» **What is needed**:
Write each line exactly as it stands, from the line containing "If you could point out the drawer" through the end of the data.

(Object location annotation data)
↓↓↓
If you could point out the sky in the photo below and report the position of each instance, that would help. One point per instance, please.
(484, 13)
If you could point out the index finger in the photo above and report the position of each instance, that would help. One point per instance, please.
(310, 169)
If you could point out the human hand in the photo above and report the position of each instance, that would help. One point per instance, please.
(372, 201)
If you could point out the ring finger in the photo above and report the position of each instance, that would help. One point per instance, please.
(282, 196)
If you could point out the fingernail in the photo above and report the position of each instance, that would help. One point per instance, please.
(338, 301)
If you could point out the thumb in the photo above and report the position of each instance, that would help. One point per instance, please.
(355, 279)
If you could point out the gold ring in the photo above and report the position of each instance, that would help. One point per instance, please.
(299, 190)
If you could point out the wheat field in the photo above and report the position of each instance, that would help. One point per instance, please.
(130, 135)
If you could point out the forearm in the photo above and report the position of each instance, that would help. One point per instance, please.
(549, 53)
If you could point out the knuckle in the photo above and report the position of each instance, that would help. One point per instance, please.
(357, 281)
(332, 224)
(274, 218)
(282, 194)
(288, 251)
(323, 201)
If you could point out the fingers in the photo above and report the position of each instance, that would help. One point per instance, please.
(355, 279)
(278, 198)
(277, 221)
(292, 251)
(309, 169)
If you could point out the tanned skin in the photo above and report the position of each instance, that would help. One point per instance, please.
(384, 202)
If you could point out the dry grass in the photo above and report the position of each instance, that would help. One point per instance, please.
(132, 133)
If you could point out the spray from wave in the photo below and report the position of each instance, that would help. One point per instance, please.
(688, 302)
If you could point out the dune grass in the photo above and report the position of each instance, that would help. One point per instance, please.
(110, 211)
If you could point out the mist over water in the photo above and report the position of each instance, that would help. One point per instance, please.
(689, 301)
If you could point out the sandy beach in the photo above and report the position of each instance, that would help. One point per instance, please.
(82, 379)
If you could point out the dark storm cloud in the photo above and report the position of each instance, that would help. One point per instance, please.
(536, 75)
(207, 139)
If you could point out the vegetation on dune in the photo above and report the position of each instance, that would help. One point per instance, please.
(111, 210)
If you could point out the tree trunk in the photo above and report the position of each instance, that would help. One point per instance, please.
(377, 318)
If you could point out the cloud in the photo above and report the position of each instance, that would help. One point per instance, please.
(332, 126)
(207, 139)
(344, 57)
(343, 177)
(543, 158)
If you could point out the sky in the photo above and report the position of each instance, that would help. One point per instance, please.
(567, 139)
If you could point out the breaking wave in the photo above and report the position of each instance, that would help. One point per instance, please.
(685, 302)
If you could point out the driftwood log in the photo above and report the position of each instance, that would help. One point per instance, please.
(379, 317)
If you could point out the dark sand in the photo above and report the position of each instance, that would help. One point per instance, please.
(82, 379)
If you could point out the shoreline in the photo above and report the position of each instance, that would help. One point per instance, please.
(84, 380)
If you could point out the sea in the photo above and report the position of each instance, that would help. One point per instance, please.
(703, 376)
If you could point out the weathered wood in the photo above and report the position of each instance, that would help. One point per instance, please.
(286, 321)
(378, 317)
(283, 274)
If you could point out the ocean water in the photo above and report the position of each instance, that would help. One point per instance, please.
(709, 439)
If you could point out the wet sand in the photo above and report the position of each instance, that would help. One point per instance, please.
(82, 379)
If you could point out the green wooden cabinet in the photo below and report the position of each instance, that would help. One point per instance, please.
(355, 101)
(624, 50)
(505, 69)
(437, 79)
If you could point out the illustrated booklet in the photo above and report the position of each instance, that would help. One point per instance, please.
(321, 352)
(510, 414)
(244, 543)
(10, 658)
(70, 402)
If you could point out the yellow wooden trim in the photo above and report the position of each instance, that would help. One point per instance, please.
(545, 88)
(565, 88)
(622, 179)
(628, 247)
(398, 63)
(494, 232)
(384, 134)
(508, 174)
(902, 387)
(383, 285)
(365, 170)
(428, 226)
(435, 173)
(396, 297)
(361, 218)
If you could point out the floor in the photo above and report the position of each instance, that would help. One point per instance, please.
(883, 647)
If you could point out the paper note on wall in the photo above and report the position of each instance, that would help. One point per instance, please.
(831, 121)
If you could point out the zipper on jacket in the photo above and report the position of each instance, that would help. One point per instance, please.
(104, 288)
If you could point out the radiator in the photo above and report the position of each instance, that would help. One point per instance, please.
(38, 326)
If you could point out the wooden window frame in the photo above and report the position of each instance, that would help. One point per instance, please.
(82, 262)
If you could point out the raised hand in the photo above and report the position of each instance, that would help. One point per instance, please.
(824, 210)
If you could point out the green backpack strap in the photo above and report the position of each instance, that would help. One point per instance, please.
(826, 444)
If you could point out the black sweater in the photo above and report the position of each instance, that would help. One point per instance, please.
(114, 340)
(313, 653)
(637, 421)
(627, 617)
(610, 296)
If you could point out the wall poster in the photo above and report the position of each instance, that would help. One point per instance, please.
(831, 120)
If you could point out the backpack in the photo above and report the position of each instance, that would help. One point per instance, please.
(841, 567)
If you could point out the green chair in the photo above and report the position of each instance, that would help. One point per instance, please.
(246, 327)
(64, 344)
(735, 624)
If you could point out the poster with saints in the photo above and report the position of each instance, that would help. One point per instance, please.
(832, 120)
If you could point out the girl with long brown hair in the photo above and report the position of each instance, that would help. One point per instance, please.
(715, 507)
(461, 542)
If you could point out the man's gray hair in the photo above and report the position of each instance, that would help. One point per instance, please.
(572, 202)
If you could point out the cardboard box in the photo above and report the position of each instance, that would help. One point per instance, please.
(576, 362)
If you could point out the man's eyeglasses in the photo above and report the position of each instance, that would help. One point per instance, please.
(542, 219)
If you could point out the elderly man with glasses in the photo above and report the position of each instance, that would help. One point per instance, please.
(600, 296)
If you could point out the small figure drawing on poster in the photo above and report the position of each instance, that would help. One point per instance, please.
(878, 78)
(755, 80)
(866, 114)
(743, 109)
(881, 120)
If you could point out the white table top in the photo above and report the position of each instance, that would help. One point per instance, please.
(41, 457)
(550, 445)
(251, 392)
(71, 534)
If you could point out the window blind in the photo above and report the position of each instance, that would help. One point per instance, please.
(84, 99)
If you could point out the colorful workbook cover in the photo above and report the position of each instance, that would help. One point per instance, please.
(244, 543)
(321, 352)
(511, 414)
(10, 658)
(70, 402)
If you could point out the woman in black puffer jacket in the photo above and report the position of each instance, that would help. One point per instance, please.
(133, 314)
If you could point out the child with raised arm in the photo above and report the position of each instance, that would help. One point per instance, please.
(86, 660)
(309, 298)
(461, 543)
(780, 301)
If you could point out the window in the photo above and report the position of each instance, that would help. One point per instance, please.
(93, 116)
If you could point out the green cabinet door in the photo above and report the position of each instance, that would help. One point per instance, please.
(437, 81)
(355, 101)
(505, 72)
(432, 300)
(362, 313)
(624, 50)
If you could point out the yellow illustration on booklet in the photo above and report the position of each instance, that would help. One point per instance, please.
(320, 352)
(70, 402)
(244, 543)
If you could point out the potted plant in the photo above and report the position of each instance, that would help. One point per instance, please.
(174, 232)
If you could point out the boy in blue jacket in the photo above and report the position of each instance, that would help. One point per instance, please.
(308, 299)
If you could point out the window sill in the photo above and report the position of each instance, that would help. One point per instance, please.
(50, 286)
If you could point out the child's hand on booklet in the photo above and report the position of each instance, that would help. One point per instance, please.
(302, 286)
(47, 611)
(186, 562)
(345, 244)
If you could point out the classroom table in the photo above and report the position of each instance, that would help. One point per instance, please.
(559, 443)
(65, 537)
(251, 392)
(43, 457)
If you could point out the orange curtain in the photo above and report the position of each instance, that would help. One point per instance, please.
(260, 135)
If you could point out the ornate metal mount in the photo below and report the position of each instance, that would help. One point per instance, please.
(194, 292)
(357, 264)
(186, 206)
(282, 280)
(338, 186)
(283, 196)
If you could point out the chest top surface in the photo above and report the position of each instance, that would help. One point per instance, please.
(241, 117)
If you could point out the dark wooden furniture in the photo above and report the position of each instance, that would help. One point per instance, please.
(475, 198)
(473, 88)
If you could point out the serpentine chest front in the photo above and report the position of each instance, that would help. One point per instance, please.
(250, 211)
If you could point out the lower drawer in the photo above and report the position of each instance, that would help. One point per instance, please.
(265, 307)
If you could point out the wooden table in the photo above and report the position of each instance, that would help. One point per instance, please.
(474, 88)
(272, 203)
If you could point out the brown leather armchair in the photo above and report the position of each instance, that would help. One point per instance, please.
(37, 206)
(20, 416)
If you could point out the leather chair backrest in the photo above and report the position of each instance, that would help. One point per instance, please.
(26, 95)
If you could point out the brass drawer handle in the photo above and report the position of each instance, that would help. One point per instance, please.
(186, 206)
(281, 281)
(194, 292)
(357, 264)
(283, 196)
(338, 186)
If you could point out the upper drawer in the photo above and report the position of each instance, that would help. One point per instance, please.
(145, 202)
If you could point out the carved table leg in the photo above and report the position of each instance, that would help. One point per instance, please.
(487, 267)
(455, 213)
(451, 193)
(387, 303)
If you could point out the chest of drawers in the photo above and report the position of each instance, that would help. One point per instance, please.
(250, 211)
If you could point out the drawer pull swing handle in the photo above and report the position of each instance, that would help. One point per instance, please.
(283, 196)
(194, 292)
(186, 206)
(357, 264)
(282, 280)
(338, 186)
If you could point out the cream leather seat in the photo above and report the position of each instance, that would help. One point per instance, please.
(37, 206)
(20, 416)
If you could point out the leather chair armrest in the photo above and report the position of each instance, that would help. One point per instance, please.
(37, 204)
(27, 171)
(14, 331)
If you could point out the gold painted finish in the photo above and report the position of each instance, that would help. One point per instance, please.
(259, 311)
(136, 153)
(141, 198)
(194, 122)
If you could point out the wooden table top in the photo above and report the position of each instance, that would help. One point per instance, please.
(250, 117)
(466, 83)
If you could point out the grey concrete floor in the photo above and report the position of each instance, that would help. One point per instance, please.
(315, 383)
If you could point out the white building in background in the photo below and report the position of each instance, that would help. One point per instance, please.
↑↑↑
» **Finished answer**:
If you could point out the drawer pull swing handle in the photo above and report the position of each instance, that would help. One point per instance, please.
(283, 196)
(194, 292)
(186, 206)
(357, 264)
(282, 280)
(338, 186)
If you could point out the cream leather seat in the photo above and report the position of each instance, that would help. One point per instance, please.
(37, 206)
(20, 416)
If you could point out the leather chair armrest in the photo above and report the position of each instance, that would help. One point per instance, please.
(37, 204)
(27, 171)
(14, 331)
If you could point out the gold painted finish in the photo above and report the position of each instance, that would help. One point per instance, please.
(259, 311)
(136, 153)
(141, 198)
(194, 122)
If you could point out the wooden table top in the photo above and report the position of each instance, that would help. One point per instance, please.
(250, 117)
(466, 83)
If you could point out the grey concrete floor in the photo above and report the position of each instance, that would help. One point per instance, please.
(315, 383)
If you could point out the white building in background in the photo below and report the position of each instance, that would help. One point per instance, please.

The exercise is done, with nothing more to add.